===== PASSAGE =====

Re: [OPE] question re published letters Engels

From: Paul Cockshott <wpc@dcs.gla.ac.uk>
Date: Mon May 11 2009 - 05:06:09 EDT

howard engelskirchen wrote:
> Hi Paul,
>
> Okay for your usage on 'value form'. This makes it equivalent to value's
> manifestation in exchange, e.g. Tauschwert.
>
> But the social relation of value underlying this is a composite of activity
> and form -- the reciprocal relation of commodity producers with respect to
> the expenditure of their labors. Underlying that in turn is the social
> relation that provokes attention to value and this also is a composite of
> activity and form: the labor that produces commodities, ie products as
> bearers of value, is structured as a relation of independent producers
> producing for private exchange.
>
I agree that this is the condition of existence of commodities as
specified by Marx. It is also the condition of existence of commodities
assumed by Stalin in his Economic Problems. This has some basic truth in
it. So long as the USSR had a semi private peasant economy, food still
took the form of commodities and thus wages had to exist as well. But
this does not explain why an economy at a later stage of socialist
development : say CSSR or Bulgaria in the late 70s, would also have
money and the sale of products for money.

===== COLLECTED DATA =====

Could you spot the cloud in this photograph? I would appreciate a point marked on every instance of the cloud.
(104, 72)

=====

WHAT NEEDS TO BE DONE →
Echo back the whole mailing-list reply word for word. The lines come from a different source than the mailing-list reply.

TASK SOLUTION →
Re: [OPE] question re published letters Engels

From: Paul Cockshott <wpc@dcs.gla.ac.uk>
Date: Mon May 11 2009 - 05:06:09 EDT

howard engelskirchen wrote:
> Hi Paul,
>
> Okay for your usage on 'value form'. This makes it equivalent to value's
> manifestation in exchange, e.g. Tauschwert.
>
> But the social relation of value underlying this is a composite of activity
> and form -- the reciprocal relation of commodity producers with respect to
> the expenditure of their labors. Underlying that in turn is the social
> relation that provokes attention to value and this also is a composite of
> activity and form: the labor that produces commodities, ie products as
> bearers of value, is structured as a relation of independent producers
> producing for private exchange.
>
I agree that this is the condition of existence of commodities as
specified by Marx. It is also the condition of existence of commodities
assumed by Stalin in his Economic Problems. This has some basic truth in
it. So long as the USSR had a semi private peasant economy, food still
took the form of commodities and thus wages had to exist as well. But
this does not explain why an economy at a later stage of socialist
development : say CSSR or Bulgaria in the late 70s, would also have
money and the sale of products for money.